▶ [TASK BRIEF]: Return the text of every row below verbatim, leaving the pictures out of your answer.

[Shape boundary entries]
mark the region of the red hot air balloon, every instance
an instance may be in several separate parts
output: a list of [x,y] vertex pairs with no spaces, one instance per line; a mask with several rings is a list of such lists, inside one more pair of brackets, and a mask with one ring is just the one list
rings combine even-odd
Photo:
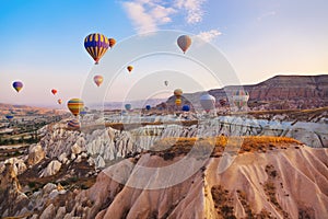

▶ [SOLUTION FOR THIS TASK]:
mark the region of the red hot air balloon, every instance
an instance may be in several separate parts
output: a list of [x,y] vertex pairs with no spaces, one instance per line; a mask with several rings is a list of such lists, inside one more pair of brackets, and a mask with one ring is just the one list
rings combine even-odd
Photo:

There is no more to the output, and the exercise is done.